__Tarea por realizar__: Reproduce el fragmento comenzando en "A la larga, otro" y terminando tras "(1974, pág. 70).", sustituyendo "fuerza de trabajo" por "mano de obra".

Tríptico, de Oswaldo Guayasamín
Imagen 4. Tríptico, de Oswaldo Guayasamín. www.capilladelhombre.com

A la larga, otro factor intervendrá en la existencia de una abundante población trabajadora de reserva.

El progreso tecnológico –escribe Marini–, se caracteriza por el ahorro de la fuerza de trabajo que, sea en términos de tiempo, sea en términos de esfuerzo, el obrero debe dedicar a la producción de una cierta masa de bienes. Es natural, pues, que, globalmente, su resultado sea la reducción del tiempo de trabajo productivo en relación al tiempo al tiempo total disponible para la producción, lo que, en la sociedad capitalista, se manifiesta en la disminución de la población obrera paralelamente al crecimiento de la población que se dedica a actividades no productivas, a las que corresponden los servicios, así como de las capas parasitarias, que se eximen de cualquier participación en la producción social de bienes y servicios (1974, pág. 70).

 

En rigor, se trataría aquí de la existencia de sobrepoblación relativa, y la temática aparece en América Latina desde la segunda posguerra, en buena medida porque las empresas transnacionales que se instalan en el subcontinente protegidas por el modelo ISI no pueden absorber la población de las ciudades en edad de trabajar y los migrantes del campo a la ciudad. Marx señalaba que una parte de la población rural está siempre en vías de “metamorfosearse” en población urbana o manufacturera. “Esta fuente de la sobrepoblación fluye, pues, constantemente, escribe. Pero su flujo constante presupone la existencia, en el propio campo, de una sobrepoblación latente, cuyo volumen sólo se vuelve visible cuando los canales de desague quedan por excepción, abiertos en toda su amplitud” (2018b, págs. 800-801). Es parte de lo que ocurre más recientemente en las migraciones más recientes mencionadas para los casos del Ecuador o de Guatemala (por las dificultades del minifundio), aunque también es válido para Colombia o Perú, incluyendo la migración hacia cultivos ilícitos no desdeñables en la Amazonía.

__Información proporcionada__:

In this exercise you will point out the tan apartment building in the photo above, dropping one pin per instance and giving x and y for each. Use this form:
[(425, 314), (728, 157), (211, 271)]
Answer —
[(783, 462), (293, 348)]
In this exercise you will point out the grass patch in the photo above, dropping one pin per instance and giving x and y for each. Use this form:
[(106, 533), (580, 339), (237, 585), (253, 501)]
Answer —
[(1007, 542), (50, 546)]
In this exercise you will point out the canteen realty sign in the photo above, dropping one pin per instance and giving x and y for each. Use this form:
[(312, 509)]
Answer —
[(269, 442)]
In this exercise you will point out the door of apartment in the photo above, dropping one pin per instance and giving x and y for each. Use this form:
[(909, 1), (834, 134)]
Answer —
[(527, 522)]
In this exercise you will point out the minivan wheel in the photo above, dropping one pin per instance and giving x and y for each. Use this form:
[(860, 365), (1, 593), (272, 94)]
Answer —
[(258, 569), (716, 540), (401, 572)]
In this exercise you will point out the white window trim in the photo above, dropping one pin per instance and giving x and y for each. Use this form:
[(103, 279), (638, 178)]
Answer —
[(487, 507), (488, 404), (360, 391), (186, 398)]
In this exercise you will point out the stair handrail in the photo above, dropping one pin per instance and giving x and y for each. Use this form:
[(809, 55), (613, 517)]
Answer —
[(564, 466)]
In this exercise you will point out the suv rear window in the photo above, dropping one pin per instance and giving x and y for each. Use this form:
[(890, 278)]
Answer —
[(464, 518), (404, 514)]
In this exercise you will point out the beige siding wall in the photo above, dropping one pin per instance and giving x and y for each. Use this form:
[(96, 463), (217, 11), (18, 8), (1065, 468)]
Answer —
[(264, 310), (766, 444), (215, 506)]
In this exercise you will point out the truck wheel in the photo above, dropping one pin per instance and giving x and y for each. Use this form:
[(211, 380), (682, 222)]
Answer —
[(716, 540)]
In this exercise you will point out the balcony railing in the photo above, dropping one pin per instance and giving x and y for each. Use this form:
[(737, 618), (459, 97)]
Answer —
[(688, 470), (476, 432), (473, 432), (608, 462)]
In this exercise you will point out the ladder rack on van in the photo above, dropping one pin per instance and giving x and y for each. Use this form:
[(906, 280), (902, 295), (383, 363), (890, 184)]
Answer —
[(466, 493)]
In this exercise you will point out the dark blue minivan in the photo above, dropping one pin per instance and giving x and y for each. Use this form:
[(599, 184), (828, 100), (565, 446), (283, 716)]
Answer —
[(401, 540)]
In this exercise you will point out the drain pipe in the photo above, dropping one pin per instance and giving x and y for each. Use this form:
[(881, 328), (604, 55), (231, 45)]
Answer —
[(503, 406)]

__Resultado correcto__:
A la larga, otro factor intervendrá en la existencia de una abundante población trabajadora de reserva.

El progreso tecnológico –escribe Marini–, se caracteriza por el ahorro de la mano de obra que, sea en términos de tiempo, sea en términos de esfuerzo, el obrero debe dedicar a la producción de una cierta masa de bienes. Es natural, pues, que, globalmente, su resultado sea la reducción del tiempo de trabajo productivo en relación al tiempo al tiempo total disponible para la producción, lo que, en la sociedad capitalista, se manifiesta en la disminución de la población obrera paralelamente al crecimiento de la población que se dedica a actividades no productivas, a las que corresponden los servicios, así como de las capas parasitarias, que se eximen de cualquier participación en la producción social de bienes y servicios (1974, pág. 70).